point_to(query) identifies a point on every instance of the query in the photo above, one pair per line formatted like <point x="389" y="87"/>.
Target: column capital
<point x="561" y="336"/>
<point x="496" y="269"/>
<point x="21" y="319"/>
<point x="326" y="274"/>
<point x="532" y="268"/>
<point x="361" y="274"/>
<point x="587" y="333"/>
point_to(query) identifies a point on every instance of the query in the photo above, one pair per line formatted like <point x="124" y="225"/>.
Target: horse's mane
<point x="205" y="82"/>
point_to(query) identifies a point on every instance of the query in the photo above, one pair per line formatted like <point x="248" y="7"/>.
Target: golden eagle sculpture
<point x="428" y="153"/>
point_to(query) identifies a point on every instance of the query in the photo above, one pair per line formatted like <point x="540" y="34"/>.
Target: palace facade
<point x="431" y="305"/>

==

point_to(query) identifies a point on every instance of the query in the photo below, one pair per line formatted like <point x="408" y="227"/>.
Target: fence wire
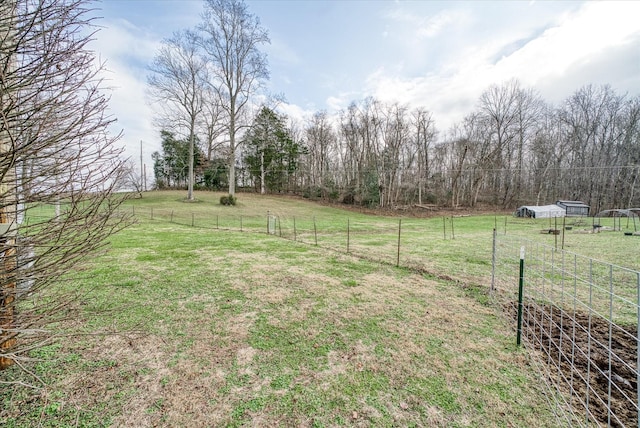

Work to be completed:
Please pick out and copy in full every line of the data above that contains the string "Target".

Result of the exercise:
Target: column capital
Target: horse's mane
Target: golden eagle sculpture
Target: palace facade
Target: fence wire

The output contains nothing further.